[Opening DATA SHOWN section]
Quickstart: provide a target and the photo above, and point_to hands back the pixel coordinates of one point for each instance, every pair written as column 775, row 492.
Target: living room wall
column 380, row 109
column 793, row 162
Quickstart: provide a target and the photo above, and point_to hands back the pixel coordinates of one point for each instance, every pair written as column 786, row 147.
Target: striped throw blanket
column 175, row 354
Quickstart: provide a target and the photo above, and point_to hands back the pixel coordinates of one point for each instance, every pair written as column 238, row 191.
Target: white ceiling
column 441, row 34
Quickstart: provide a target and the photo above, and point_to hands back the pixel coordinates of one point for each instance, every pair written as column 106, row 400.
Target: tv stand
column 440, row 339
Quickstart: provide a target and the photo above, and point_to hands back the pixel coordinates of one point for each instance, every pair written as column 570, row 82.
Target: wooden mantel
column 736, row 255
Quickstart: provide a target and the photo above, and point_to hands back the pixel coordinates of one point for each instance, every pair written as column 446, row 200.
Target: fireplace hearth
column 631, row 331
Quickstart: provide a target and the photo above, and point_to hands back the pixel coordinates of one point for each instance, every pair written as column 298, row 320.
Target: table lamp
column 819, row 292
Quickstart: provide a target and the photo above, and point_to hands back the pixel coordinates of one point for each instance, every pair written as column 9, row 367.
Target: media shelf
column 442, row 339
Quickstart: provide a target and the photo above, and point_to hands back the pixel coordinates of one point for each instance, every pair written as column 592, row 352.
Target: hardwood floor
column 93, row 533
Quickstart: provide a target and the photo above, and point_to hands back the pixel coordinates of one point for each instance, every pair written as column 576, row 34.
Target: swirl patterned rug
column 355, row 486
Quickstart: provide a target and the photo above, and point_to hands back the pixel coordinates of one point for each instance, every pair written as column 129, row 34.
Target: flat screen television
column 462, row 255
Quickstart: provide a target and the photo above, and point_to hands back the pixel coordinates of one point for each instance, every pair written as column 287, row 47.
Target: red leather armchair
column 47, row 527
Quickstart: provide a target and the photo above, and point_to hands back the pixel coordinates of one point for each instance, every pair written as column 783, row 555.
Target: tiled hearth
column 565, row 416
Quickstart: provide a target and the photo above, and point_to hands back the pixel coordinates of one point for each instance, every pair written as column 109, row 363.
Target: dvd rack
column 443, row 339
[Closing DATA SHOWN section]
[Opening DATA SHOWN section]
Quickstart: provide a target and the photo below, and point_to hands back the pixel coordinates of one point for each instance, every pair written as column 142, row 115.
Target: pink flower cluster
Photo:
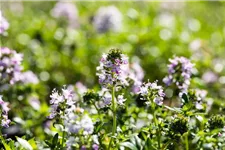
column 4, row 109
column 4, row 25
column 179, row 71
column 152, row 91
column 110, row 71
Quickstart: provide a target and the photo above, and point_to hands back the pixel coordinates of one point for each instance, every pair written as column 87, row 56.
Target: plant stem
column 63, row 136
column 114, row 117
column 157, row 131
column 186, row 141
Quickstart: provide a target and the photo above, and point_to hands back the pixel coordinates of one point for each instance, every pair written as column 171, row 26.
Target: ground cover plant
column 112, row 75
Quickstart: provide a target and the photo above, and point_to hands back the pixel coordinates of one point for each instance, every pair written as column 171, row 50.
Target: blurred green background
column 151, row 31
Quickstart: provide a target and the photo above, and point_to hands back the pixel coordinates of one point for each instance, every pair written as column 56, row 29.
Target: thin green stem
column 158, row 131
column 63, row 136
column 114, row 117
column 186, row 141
[Closing DATA SHOWN section]
ABOUT THIS TASK:
The answer is the lines above between the line holding "775, row 492." and the line holding "786, row 147.", inclusive, each written out exactly, and no others.

RESULT:
Quickstart: provide a target and the photo above, and point_to hands back the pixel coordinates of one point for each instance, every pair written as column 775, row 492.
Target: living room wall
column 380, row 109
column 793, row 162
Quickstart: provide a target and the photo above, and point_to hands back the pixel coordinates of one point for each instance, every pair written as column 786, row 147.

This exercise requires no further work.